:: Exercise set ::
1. Summarize the post about grieving a son in two sentences.
2. Write out the post about grieving a son word for word from "In the Jean" to "current of others.".

Archive for April 24, 2010

Unreal reality- the sorrow that chokes

I have learned a great deal , more than I ever wanted to know, in the past few months. I am incredibly tired and spent by the “education”.

In the Jean Paul Sartre play “No Exit” the line delivered ” Hell is other people” has come to my waking nightmare that my life has become.

I am in pieces , fragmented , flotsam in a sea of grief, my direction dependent upon the current of others.

Part of me is dying, part of me is fighting, loving , nurturing . protecting , grieving. I am a confusion of thoughts and emotions. I am no longer me-

Some mornings, as I wake to a sky still dark, I am unsure of what is real and what is a nightmare. My nightmare of reality soon becomes clear and then there are those waking moments where the confusion as to what is my reality bides a while longer.

Source

Is my body ( brain) in order to protect the other parts of “self” loathe to “wake” me to my reality?

Can the nightmares of my sleep be less stressful that the nightmare of my reality? Can the blurring of waking to what is real in my world and the stuff of nightmares give a respite to my body?

This is so new to me – Grieving for my child, my son – a gut wrenching heart ache that rips through your very insides , hourly , daily wearing away at courage , a lack of healing compounded by”other people” – who seem to want to punish us – those that loved him – perhaps too well?

Can you love someone too much who was part of your mind and body completely from that first miraculous spark that became a life, a child inside you?

:: Given information ::

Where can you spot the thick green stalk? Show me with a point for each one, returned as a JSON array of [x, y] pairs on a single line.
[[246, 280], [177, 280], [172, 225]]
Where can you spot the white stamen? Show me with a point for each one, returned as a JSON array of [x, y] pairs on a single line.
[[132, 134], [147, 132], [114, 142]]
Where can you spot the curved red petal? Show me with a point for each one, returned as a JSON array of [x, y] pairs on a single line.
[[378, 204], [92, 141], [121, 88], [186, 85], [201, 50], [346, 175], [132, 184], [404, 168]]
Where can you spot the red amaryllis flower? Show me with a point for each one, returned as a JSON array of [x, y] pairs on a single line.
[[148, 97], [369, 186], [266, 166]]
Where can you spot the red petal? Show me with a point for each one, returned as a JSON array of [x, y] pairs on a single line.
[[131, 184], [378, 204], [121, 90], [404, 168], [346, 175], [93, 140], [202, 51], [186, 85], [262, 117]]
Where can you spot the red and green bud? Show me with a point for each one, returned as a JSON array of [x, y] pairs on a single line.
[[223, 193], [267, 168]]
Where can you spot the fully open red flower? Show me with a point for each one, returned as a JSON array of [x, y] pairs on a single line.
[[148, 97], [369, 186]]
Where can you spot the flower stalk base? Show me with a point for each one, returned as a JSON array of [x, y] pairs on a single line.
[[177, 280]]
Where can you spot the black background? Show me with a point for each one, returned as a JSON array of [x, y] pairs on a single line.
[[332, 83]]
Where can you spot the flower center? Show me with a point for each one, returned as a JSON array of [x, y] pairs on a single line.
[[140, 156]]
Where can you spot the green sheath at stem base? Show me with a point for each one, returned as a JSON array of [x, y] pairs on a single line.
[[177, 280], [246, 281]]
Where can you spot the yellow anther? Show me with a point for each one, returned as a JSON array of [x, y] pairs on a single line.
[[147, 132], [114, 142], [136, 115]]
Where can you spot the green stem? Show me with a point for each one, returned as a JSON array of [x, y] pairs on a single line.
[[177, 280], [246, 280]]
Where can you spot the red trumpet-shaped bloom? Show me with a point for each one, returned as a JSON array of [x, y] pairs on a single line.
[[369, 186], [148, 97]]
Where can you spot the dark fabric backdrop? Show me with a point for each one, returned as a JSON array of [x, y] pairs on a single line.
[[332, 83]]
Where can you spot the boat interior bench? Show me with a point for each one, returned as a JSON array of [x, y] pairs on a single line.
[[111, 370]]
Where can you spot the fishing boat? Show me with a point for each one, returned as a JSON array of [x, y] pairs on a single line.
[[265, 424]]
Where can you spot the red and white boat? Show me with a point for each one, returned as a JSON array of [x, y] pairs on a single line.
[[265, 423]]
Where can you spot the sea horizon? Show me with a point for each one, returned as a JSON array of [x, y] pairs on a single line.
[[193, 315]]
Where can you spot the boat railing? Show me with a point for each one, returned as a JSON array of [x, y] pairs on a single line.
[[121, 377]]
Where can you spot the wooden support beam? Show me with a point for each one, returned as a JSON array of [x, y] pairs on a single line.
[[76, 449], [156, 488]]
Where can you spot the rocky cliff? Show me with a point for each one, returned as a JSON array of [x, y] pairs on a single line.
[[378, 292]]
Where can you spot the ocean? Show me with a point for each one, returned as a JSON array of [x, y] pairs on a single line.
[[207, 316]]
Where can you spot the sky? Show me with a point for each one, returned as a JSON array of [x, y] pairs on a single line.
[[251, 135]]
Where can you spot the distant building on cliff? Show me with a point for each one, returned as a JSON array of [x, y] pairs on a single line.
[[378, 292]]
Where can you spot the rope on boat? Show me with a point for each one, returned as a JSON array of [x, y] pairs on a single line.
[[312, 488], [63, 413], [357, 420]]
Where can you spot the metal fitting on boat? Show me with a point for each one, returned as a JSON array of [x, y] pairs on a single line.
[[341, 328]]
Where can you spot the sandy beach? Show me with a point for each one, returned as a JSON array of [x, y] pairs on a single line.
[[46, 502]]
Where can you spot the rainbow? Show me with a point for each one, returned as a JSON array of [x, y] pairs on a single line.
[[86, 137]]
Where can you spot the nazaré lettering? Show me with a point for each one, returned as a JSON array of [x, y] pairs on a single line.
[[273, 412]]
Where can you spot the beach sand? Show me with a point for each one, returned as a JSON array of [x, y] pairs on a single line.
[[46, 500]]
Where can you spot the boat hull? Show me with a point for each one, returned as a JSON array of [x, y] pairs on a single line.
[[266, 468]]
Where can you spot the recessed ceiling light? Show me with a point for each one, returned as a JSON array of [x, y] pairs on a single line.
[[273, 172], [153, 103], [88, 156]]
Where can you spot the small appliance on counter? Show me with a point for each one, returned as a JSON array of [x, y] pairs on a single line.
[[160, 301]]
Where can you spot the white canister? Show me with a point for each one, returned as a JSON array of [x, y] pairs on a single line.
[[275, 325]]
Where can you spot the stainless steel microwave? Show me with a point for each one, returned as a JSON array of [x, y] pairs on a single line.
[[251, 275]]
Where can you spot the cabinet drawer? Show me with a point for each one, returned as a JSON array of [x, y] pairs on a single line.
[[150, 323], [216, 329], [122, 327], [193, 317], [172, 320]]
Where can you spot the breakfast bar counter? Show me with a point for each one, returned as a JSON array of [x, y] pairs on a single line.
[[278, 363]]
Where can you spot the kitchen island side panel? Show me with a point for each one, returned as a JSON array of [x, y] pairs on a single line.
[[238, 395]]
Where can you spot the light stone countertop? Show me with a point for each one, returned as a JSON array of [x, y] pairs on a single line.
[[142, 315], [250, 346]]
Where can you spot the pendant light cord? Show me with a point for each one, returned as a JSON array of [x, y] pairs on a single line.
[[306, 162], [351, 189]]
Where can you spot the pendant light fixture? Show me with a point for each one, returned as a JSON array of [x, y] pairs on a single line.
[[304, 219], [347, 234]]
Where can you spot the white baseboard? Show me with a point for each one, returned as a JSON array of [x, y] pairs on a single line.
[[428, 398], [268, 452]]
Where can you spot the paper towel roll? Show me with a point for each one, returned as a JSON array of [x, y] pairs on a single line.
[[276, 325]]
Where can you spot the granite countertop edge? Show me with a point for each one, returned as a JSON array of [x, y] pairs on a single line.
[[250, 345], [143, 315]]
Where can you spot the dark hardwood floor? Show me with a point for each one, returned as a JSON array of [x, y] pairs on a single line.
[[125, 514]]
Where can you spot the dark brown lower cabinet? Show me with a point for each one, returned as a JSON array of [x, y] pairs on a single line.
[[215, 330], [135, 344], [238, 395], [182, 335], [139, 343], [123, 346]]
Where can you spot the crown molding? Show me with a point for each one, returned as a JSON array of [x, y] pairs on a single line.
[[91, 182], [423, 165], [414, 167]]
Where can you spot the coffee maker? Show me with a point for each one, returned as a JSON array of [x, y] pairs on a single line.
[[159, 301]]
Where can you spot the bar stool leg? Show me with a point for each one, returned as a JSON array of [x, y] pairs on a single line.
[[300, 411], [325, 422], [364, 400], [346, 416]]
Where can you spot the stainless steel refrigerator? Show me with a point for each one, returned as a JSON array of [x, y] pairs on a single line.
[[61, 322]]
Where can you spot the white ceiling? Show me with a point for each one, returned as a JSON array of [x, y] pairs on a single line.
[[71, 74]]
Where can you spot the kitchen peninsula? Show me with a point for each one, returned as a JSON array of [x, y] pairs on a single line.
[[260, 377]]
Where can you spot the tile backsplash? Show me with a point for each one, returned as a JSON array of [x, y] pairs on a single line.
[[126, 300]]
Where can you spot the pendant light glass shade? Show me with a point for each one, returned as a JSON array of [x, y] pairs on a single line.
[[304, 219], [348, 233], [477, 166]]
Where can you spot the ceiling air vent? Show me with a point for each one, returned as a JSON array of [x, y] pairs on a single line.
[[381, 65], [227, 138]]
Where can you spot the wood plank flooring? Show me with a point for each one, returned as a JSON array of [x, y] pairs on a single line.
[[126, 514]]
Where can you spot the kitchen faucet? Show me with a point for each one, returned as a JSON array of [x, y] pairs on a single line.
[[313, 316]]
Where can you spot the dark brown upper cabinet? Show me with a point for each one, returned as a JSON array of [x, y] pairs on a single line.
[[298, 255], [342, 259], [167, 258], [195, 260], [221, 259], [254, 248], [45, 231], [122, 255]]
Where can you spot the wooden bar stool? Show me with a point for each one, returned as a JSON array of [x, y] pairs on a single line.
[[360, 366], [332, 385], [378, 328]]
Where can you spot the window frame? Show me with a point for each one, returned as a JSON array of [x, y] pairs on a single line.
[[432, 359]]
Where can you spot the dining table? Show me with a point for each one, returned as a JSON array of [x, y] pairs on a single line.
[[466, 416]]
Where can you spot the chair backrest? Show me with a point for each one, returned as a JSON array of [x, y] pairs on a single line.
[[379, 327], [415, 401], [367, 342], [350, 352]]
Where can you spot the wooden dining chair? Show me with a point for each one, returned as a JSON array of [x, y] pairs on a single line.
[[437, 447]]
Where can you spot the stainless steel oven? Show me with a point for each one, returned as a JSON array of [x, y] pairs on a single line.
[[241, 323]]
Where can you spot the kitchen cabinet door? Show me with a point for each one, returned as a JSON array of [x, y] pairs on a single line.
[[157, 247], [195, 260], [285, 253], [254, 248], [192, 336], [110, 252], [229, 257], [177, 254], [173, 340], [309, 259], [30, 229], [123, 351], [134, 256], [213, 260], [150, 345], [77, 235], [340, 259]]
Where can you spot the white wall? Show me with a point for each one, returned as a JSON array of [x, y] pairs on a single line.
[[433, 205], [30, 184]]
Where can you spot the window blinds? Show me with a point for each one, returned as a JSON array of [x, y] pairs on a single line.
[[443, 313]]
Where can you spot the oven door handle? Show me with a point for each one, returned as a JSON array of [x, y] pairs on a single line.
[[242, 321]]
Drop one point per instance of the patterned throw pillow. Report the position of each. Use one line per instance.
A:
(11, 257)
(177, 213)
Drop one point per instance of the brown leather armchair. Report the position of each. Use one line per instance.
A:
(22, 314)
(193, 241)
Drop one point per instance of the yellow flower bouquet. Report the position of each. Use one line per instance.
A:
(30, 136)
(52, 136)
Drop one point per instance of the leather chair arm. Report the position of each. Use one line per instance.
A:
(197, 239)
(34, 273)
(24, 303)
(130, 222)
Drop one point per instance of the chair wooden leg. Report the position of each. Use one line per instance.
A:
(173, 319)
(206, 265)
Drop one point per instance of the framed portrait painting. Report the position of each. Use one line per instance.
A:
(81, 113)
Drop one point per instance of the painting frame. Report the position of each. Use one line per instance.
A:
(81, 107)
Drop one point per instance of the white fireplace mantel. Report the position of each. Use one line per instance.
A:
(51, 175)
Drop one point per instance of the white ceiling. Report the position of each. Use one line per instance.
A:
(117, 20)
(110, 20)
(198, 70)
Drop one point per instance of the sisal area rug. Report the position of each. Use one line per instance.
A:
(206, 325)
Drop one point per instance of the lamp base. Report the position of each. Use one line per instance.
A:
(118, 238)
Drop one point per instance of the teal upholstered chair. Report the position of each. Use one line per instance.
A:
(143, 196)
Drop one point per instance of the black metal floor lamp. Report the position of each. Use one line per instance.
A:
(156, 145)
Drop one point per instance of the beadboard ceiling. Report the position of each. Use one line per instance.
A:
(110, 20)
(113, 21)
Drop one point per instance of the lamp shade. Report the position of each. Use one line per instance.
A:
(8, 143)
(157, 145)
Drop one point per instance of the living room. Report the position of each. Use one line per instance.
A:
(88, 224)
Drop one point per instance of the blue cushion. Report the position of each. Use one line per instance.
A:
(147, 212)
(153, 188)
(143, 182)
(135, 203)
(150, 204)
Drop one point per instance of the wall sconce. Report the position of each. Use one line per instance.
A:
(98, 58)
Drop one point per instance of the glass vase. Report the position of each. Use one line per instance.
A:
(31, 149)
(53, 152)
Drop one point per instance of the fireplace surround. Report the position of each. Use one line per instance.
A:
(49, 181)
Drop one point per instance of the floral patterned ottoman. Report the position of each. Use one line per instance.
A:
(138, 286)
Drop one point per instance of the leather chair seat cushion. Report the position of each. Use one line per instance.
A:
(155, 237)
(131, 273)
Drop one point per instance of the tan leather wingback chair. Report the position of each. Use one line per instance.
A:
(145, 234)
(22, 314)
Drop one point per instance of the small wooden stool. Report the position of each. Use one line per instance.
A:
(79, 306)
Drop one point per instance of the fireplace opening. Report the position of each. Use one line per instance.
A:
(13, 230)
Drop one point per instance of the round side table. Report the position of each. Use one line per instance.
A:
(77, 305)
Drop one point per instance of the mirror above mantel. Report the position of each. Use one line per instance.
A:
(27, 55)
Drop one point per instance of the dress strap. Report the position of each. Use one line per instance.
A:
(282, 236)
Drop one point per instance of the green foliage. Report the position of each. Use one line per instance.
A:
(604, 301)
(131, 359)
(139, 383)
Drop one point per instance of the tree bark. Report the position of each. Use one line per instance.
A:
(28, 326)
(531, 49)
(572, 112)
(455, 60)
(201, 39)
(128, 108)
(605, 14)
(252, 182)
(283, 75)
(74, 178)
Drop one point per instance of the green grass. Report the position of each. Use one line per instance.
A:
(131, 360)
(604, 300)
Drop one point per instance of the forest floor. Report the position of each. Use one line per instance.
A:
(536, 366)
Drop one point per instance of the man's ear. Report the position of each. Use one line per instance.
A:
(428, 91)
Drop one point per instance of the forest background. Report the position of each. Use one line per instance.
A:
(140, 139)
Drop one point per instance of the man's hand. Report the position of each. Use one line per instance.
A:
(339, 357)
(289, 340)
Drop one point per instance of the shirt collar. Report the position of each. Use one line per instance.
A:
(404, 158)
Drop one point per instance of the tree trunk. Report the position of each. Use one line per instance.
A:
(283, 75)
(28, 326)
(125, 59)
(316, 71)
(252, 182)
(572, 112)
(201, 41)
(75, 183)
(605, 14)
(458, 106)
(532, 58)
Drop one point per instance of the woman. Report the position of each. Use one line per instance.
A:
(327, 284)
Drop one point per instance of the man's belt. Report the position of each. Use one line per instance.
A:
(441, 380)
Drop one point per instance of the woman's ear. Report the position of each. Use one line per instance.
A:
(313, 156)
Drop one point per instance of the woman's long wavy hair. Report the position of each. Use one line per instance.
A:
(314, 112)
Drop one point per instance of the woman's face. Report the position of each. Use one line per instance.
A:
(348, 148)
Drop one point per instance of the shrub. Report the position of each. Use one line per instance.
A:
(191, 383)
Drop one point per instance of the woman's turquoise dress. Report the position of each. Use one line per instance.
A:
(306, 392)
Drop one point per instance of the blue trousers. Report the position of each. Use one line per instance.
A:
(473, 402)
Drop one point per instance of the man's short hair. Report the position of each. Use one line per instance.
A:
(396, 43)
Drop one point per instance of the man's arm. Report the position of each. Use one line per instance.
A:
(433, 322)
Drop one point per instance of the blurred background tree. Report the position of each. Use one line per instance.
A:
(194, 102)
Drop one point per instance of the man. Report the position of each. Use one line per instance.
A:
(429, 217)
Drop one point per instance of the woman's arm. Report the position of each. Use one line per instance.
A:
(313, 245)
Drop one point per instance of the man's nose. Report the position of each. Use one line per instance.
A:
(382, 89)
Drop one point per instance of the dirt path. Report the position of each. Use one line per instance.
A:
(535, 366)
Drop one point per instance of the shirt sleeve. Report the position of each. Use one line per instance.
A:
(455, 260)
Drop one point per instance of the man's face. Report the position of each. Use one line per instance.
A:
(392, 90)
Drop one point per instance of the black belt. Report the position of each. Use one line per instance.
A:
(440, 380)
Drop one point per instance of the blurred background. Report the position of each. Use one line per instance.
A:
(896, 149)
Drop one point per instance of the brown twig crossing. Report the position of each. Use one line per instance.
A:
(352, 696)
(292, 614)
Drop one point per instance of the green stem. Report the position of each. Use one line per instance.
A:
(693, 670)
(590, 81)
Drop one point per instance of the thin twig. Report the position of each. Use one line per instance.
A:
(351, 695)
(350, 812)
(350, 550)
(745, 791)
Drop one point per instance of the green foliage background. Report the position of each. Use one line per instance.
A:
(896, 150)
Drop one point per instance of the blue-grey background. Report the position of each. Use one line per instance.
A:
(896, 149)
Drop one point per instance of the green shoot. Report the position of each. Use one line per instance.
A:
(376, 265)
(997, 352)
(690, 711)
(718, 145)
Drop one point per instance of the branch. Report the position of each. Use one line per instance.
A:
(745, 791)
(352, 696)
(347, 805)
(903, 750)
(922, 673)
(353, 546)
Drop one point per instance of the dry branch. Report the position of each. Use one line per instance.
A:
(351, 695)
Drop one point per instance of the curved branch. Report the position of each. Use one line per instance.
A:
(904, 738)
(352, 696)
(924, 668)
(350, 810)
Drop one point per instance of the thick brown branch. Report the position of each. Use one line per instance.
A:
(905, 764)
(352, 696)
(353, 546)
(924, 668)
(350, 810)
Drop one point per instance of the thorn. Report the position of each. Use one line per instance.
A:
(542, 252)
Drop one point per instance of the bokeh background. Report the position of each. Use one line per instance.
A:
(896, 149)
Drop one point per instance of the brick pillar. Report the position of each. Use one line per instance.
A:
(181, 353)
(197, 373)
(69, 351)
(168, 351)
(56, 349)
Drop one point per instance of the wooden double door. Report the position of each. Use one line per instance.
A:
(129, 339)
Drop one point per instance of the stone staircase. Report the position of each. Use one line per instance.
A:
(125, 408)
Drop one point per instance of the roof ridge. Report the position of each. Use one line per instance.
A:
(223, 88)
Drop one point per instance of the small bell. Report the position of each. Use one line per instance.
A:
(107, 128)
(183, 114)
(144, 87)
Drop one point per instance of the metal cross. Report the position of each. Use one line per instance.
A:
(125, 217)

:: List of solutions ::
1. The writer, grieving a son, describes feeling exhausted, fragmented and no longer themselves, with the pain made worse by "other people" in a way that recalls the line "Hell is other people" from Sartre's "No Exit." The writer also asks whether the morning confusion between nightmare and reality might give the body a respite.

2.
In the Jean Paul Sartre play “No Exit” the line delivered ” Hell is other people” has come to my waking nightmare that my life has become.

I am in pieces , fragmented , flotsam in a sea of grief, my direction dependent upon the current of others.